What this task involves
Reproduce the lines below character for character, starting with the first line and ending with the line that contains "pixel 388 182", both included.

- - -

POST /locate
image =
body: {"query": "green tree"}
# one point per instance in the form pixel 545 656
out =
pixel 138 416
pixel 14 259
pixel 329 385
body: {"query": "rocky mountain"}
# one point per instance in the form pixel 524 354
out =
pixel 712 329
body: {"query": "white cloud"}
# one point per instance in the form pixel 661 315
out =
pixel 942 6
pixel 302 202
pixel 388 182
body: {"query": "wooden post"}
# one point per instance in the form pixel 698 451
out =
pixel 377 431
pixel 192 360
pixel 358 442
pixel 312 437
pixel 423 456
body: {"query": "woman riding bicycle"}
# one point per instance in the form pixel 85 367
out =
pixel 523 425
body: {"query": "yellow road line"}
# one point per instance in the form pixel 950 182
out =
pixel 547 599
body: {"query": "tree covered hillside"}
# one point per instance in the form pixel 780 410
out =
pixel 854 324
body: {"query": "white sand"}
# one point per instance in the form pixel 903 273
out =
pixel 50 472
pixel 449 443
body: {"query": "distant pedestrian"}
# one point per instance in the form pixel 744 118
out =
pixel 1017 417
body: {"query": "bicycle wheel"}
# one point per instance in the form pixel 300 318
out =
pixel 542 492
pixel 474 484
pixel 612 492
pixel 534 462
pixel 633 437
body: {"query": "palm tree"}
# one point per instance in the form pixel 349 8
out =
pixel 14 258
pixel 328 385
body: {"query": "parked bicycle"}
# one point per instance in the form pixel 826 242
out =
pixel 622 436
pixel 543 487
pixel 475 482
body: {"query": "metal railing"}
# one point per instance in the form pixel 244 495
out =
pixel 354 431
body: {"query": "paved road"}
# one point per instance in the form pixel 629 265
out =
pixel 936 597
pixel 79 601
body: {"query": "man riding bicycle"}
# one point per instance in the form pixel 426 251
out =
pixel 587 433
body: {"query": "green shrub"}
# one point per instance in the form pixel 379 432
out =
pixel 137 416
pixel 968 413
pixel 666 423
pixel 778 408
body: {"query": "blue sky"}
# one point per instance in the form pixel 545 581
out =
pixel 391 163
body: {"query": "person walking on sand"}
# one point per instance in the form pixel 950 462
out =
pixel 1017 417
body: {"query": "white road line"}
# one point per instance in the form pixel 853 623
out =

- - -

Output for this exercise
POST /locate
image =
body: {"query": "green tree"}
# one point per instance in the form pixel 545 656
out =
pixel 138 416
pixel 14 259
pixel 329 385
body: {"query": "rocky mountain"}
# one point per instance in the form pixel 524 354
out =
pixel 712 329
body: {"query": "white cloud"}
# one point per instance in the form pixel 661 315
out =
pixel 942 6
pixel 302 202
pixel 388 182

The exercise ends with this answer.